- Data rows
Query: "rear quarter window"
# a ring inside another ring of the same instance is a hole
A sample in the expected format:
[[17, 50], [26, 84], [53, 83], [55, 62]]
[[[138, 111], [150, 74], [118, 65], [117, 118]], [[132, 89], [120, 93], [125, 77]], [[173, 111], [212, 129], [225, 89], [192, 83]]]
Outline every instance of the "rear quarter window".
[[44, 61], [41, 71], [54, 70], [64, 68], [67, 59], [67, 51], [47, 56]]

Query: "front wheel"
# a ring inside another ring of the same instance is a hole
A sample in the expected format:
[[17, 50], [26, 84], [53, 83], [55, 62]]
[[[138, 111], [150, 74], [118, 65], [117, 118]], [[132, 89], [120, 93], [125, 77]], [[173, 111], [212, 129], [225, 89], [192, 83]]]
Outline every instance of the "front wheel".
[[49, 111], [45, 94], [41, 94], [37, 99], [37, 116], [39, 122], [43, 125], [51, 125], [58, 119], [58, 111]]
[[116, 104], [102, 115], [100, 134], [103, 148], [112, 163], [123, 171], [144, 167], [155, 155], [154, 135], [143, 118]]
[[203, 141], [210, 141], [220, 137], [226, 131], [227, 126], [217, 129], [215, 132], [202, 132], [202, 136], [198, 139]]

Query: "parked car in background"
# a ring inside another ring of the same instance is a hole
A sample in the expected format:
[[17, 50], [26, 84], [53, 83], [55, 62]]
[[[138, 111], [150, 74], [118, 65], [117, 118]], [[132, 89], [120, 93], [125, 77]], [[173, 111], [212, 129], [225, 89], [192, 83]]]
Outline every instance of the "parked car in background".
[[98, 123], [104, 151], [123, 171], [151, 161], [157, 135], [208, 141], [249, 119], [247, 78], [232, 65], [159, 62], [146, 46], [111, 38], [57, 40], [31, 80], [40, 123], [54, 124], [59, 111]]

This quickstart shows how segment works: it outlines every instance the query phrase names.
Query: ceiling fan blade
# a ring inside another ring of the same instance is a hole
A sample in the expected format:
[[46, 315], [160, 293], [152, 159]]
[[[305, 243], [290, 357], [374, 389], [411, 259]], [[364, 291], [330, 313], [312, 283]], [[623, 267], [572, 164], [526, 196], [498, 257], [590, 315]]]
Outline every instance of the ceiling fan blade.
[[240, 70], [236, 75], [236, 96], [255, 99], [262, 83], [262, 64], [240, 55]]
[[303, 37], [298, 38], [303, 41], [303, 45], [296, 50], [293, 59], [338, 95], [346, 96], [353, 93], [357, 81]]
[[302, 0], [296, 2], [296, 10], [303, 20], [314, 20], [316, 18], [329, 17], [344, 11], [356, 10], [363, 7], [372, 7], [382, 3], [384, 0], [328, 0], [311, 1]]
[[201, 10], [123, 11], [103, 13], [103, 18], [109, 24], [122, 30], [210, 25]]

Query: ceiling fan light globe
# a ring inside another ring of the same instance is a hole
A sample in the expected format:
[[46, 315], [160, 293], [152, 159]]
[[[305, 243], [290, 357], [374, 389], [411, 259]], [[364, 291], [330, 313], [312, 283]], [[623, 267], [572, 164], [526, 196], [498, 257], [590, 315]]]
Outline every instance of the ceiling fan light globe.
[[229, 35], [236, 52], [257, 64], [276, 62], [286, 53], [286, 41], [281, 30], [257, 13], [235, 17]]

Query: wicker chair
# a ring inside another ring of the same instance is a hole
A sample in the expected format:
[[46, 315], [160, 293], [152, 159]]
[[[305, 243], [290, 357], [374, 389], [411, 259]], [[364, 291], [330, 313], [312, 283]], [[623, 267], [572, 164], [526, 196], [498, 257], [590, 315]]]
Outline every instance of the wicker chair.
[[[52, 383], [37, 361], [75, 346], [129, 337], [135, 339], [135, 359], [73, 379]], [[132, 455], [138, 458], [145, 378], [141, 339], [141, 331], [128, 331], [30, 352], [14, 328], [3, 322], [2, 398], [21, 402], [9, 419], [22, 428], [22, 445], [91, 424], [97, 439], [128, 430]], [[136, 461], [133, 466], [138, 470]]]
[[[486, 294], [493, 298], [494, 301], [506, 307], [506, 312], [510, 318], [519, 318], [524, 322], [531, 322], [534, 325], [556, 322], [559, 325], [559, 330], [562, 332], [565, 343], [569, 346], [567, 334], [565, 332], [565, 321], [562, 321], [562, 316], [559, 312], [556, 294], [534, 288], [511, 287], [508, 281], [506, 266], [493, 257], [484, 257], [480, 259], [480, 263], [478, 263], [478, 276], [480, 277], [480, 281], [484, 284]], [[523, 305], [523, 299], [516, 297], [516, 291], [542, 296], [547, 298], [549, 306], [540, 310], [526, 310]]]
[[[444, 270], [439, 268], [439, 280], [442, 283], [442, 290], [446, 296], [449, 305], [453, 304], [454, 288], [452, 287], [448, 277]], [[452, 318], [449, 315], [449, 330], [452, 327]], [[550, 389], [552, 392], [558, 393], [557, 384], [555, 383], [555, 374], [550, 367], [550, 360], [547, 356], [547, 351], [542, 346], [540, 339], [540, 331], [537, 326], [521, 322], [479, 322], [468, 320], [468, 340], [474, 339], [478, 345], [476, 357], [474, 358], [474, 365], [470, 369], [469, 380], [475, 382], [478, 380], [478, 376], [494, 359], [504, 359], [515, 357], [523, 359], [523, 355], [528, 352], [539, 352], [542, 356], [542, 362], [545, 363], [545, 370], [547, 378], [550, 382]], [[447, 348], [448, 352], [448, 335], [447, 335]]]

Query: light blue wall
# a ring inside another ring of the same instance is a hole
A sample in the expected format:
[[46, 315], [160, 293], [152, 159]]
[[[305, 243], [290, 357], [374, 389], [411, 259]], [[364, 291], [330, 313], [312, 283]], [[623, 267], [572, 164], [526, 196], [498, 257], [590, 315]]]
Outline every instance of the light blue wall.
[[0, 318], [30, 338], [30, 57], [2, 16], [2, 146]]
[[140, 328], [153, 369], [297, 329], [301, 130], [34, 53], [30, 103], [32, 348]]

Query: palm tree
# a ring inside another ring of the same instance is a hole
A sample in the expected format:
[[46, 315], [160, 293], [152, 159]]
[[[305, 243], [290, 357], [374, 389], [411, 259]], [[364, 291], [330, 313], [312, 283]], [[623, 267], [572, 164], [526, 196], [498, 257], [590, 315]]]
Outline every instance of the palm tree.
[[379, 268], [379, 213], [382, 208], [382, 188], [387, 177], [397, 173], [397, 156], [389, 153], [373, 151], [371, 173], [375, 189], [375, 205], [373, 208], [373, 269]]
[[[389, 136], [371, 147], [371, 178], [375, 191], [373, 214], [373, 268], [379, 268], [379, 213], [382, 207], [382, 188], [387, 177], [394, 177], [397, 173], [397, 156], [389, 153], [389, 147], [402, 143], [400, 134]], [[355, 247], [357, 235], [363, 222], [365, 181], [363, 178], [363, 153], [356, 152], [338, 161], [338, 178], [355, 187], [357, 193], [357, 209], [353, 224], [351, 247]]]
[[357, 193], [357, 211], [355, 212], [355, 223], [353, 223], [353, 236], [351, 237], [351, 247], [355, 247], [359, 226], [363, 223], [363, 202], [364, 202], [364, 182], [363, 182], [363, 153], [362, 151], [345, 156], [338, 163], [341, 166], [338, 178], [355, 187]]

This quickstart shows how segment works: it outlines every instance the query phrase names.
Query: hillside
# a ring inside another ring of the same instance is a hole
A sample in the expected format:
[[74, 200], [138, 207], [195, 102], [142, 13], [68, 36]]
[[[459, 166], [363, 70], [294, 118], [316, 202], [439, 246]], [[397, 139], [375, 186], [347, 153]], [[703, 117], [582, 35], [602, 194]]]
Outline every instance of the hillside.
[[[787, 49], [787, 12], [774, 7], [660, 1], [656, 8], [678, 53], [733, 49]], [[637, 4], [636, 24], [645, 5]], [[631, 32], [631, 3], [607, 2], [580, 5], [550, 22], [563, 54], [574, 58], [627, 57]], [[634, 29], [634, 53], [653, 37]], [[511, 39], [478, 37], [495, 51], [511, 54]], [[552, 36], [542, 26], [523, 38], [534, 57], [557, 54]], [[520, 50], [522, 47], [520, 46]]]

- Exercise task
Return every line of the data above that contains the string "front".

- Complete output
Query: "front wheel"
Outline every instance of the "front wheel".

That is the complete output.